#### PROBLEM REQUIREMENTS
Rewrite the listing with every "instance" changed to "occurrence", keeping everything else the same.

#### ITEMS
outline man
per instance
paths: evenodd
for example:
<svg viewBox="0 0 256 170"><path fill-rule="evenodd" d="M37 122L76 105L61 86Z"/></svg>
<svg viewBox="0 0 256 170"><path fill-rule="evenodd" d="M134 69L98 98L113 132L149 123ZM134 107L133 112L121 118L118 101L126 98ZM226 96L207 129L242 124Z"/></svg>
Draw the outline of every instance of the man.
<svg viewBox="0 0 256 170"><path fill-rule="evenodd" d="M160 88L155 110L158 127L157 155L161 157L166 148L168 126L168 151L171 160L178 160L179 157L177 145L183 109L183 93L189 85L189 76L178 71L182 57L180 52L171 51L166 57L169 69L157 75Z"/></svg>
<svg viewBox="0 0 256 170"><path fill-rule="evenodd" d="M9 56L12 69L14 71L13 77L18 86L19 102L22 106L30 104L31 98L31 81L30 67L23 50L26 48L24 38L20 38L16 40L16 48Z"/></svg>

#### OUTPUT BELOW
outline man
per occurrence
paths: evenodd
for example:
<svg viewBox="0 0 256 170"><path fill-rule="evenodd" d="M37 122L76 105L61 86Z"/></svg>
<svg viewBox="0 0 256 170"><path fill-rule="evenodd" d="M134 69L98 98L113 132L149 123ZM134 107L133 112L121 118L118 101L126 98ZM226 96L207 129L242 124Z"/></svg>
Draw the outline of every occurrence of the man.
<svg viewBox="0 0 256 170"><path fill-rule="evenodd" d="M160 88L155 110L158 127L157 155L161 157L166 148L168 126L168 151L171 160L178 160L179 157L177 145L183 109L183 93L189 85L189 76L178 71L182 57L180 52L171 51L166 57L169 69L157 75Z"/></svg>
<svg viewBox="0 0 256 170"><path fill-rule="evenodd" d="M9 56L12 69L14 71L13 77L18 86L19 102L22 106L30 104L31 98L31 81L30 67L23 50L26 48L24 38L20 38L16 40L16 48Z"/></svg>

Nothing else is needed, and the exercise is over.